• Items from a pointing dataset:
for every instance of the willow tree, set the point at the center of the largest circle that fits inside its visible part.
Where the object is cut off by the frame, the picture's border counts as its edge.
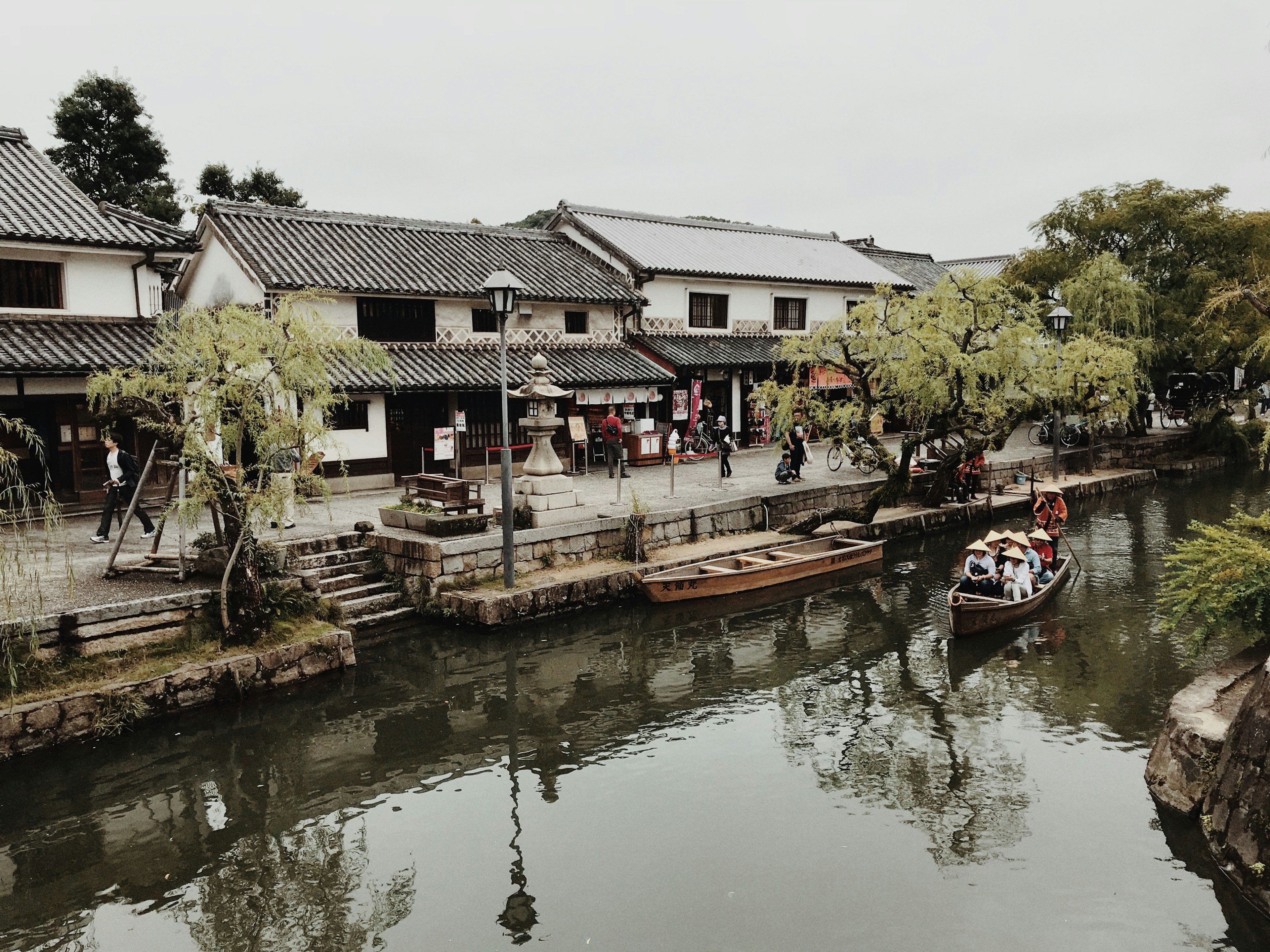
(959, 365)
(26, 554)
(233, 390)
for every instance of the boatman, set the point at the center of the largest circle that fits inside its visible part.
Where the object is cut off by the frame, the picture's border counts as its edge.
(1051, 511)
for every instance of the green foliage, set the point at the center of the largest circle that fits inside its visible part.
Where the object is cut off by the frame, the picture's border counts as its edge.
(260, 186)
(117, 713)
(1178, 244)
(1220, 578)
(110, 153)
(534, 220)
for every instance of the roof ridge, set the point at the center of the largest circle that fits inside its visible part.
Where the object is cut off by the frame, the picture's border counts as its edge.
(272, 211)
(698, 222)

• Aim of the task: Copy every line of the items above word for word, leaving out the pictures.

• Result of the task:
for every instance of the willow tree, set the point at the center of the largest circle that fits inside its visible part.
Where the object is cut off by the frame, the picture's border counts as its edge.
(959, 365)
(26, 554)
(233, 390)
for every instance of the boatman, set the point at the center of the largest circle that fits inside its visible part.
Where the object is cut off by the frame, the picture's border counts as its edge.
(1051, 511)
for every instance of the green foliage, set the point at the center of the largest circle that fits inside its visible part.
Where the object is cut off by the frame, the picture's border counts as its edge.
(260, 186)
(117, 713)
(1178, 244)
(1220, 578)
(110, 153)
(534, 220)
for every instance of the roof ridge, set the point at the center of the largest circle that fits inside its visible part.
Where the object is cut off by the frame, the picture's border counts as its edge.
(272, 211)
(698, 222)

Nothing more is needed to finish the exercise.